● Requirements: Gather every line of the records that contains the string "stack", and note that case counts.

Entries from a dataset
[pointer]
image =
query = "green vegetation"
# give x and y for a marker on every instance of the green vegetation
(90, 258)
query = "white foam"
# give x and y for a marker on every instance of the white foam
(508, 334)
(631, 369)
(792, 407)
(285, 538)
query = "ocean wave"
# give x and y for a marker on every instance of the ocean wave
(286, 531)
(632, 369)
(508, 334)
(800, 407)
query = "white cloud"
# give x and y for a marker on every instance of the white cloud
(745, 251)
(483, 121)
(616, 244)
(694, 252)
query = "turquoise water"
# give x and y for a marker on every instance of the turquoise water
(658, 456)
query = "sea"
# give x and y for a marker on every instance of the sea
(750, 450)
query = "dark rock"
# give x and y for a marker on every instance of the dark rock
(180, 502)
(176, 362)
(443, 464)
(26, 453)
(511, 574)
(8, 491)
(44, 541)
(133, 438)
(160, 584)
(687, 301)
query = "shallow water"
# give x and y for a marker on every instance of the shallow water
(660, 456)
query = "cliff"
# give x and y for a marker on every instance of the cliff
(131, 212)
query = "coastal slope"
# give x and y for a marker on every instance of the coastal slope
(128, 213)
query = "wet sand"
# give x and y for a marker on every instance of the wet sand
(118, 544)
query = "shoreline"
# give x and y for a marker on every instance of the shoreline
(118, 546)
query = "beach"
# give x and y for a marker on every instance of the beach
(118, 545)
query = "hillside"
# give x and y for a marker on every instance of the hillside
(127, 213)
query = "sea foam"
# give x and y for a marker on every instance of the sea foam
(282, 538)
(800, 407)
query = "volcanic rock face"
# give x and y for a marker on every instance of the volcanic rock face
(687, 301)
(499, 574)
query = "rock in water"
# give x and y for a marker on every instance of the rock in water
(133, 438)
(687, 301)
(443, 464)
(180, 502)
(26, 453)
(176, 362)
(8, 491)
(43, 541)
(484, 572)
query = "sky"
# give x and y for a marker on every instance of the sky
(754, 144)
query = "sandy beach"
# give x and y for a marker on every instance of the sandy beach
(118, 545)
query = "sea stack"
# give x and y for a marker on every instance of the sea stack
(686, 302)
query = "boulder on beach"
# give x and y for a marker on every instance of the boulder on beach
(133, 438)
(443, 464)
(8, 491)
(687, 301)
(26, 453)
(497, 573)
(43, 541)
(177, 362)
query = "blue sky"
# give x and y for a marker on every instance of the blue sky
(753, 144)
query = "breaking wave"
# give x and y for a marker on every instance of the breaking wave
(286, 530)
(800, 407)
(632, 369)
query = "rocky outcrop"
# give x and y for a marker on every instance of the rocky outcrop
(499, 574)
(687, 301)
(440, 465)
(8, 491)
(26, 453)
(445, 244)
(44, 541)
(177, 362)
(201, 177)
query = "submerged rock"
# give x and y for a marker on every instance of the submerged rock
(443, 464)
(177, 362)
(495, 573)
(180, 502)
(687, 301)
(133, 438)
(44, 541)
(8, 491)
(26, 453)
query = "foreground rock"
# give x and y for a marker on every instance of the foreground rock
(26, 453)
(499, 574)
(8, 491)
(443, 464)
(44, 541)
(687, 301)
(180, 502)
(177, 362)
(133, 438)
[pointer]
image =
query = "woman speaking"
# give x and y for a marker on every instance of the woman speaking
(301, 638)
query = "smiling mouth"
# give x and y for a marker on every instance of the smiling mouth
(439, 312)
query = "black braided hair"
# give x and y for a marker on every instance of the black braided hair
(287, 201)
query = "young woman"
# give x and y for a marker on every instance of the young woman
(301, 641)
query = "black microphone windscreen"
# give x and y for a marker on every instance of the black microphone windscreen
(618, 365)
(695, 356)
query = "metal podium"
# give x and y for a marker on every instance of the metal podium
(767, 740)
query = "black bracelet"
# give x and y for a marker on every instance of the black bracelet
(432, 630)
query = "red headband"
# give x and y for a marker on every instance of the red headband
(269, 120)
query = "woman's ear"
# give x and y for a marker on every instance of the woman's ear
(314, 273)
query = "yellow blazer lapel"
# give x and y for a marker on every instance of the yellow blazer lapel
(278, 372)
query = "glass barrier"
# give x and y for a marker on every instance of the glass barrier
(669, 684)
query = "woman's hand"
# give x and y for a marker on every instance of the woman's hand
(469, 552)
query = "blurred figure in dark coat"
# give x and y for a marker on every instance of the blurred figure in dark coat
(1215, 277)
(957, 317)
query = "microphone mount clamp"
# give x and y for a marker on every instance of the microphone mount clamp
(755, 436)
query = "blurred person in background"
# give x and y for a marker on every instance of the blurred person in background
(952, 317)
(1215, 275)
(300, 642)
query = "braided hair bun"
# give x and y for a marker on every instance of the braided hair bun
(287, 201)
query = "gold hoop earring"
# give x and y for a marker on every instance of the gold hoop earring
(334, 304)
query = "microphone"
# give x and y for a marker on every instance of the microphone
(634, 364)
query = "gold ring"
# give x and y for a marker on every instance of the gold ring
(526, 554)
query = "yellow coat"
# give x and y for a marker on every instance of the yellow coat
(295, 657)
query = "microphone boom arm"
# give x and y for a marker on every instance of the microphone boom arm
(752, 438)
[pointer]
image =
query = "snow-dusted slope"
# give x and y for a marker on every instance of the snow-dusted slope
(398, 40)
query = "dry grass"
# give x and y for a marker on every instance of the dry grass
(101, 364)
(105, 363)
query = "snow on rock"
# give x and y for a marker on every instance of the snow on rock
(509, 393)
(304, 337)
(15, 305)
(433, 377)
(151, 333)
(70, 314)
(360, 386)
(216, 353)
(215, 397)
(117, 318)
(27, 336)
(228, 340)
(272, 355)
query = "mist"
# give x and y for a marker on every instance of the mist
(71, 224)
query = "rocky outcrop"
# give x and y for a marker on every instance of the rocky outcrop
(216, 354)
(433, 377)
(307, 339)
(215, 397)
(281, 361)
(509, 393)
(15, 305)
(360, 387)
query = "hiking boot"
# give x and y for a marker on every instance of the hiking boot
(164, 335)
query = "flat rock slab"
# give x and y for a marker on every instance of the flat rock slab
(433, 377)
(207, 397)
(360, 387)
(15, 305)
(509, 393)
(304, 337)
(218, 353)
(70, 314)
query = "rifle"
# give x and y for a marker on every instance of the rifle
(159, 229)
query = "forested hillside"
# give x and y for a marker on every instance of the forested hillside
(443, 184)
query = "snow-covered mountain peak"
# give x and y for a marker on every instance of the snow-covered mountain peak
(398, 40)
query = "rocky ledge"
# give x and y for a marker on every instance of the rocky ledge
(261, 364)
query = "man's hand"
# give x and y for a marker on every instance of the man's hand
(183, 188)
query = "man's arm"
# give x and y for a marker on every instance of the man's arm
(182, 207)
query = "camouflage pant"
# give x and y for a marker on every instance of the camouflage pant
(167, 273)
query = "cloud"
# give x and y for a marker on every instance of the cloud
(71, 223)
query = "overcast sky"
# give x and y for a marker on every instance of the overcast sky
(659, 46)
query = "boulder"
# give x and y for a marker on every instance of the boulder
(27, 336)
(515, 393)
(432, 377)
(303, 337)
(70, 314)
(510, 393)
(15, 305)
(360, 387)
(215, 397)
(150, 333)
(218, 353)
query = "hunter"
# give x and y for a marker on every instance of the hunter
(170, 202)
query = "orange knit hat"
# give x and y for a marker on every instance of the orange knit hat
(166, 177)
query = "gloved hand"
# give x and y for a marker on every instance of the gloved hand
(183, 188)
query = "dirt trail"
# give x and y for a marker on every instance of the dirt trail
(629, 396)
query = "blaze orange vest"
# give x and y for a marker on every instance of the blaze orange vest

● Complete output:
query = "sea stack"
# give x and y for a marker on every instance of the sea stack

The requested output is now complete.